- **Activity**
For each record that follows, write out an identical copy.

- **Supplied records**
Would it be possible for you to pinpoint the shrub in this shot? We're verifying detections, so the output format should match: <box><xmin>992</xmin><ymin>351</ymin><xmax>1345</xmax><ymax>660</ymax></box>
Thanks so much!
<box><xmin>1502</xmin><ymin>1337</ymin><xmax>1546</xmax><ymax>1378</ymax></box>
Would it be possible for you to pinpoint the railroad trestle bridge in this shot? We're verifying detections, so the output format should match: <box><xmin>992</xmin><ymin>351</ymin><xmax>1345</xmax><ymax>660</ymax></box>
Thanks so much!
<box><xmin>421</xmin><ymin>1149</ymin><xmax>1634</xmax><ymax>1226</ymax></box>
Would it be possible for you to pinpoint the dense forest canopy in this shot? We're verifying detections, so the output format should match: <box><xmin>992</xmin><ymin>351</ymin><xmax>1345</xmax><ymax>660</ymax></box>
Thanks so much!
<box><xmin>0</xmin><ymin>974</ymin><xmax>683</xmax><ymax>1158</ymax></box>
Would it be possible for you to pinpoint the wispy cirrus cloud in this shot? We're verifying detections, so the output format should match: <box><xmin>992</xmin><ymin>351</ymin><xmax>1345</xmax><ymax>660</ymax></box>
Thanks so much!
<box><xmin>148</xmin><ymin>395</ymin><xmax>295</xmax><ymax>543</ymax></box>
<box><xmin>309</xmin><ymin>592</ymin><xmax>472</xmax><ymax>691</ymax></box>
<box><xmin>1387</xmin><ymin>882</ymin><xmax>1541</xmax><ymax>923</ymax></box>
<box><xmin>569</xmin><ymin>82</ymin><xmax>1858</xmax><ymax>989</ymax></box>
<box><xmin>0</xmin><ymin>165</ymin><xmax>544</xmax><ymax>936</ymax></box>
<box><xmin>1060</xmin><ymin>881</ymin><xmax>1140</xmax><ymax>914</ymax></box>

- **Result of the task**
Would it be possible for you to pinpoint the shrub in this shot? We're verifying detections, so the output format should match: <box><xmin>992</xmin><ymin>351</ymin><xmax>1345</xmax><ymax>660</ymax></box>
Thanks so much!
<box><xmin>1502</xmin><ymin>1337</ymin><xmax>1546</xmax><ymax>1378</ymax></box>
Would it be possible for you to pinpoint the railroad trestle bridge in this shot? We're verifying detections, so the output format should match: <box><xmin>992</xmin><ymin>351</ymin><xmax>1345</xmax><ymax>660</ymax></box>
Thanks so much!
<box><xmin>421</xmin><ymin>1149</ymin><xmax>1634</xmax><ymax>1226</ymax></box>
Would it be possible for you to pinpoint the dense forest canopy in this shot? We're verifying detections, so the output format should match: <box><xmin>992</xmin><ymin>351</ymin><xmax>1345</xmax><ymax>660</ymax></box>
Thanks so much!
<box><xmin>0</xmin><ymin>974</ymin><xmax>683</xmax><ymax>1158</ymax></box>
Would it be possible for you to pinpoint the wispy cirrus cloud in this shot? We're verifying detections, so the output format should match: <box><xmin>992</xmin><ymin>351</ymin><xmax>1345</xmax><ymax>660</ymax></box>
Thanks so much!
<box><xmin>148</xmin><ymin>395</ymin><xmax>295</xmax><ymax>543</ymax></box>
<box><xmin>309</xmin><ymin>592</ymin><xmax>472</xmax><ymax>691</ymax></box>
<box><xmin>1387</xmin><ymin>882</ymin><xmax>1541</xmax><ymax>923</ymax></box>
<box><xmin>569</xmin><ymin>82</ymin><xmax>1858</xmax><ymax>989</ymax></box>
<box><xmin>0</xmin><ymin>165</ymin><xmax>544</xmax><ymax>936</ymax></box>
<box><xmin>1060</xmin><ymin>881</ymin><xmax>1140</xmax><ymax>914</ymax></box>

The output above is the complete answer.